GIVEN PROBLEM: Arrange every line of the records below as a numbered list, skipping any blank lines. Leave the pictures out.

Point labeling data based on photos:
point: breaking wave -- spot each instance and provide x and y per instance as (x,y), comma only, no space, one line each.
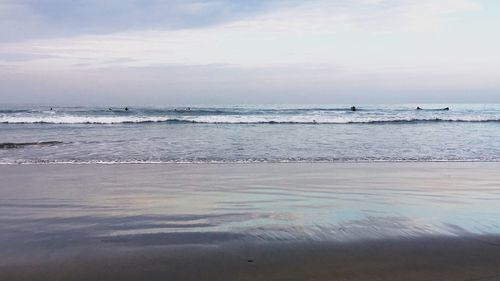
(238,120)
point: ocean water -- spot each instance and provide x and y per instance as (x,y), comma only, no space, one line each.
(241,134)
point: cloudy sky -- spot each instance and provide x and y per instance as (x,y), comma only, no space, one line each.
(249,51)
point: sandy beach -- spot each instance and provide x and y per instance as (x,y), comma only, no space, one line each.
(343,221)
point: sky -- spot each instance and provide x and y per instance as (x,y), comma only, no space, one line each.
(154,52)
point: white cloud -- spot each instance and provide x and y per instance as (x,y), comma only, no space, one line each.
(310,46)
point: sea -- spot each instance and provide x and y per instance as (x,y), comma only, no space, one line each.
(249,133)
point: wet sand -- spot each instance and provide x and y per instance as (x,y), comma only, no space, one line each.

FULL OUTPUT:
1. point: breaking wave -- spot each instance and provide x and y per instance as (x,y), comma only, no space, one line each.
2. (238,120)
3. point: ocean water -- spot each instance and provide x and y per instance as (x,y), comma only, no space, one line each.
4. (241,134)
5. point: cloudy sky -- spot each instance and provide x and y per instance as (x,y), comma only, no space, one line each.
6. (249,51)
7. point: sandy beach -- spot each instance and provide x and y per instance as (x,y), comma only, no space, one line each.
8. (343,221)
9. point: sky -- spot each instance and provide x and y per instance as (x,y), comma only, no space, one line each.
10. (154,52)
11. point: white cloud -- spot each instance and provide x and y per instance as (x,y), comma only, no space, one line each.
12. (310,46)
13. point: sea -- spot each instance and provide x and y per instance as (x,y), comma only, no space, one line each.
14. (249,133)
15. point: wet sand -- spot each instance and provide x and y per instance as (x,y), comma only, no space, one line each.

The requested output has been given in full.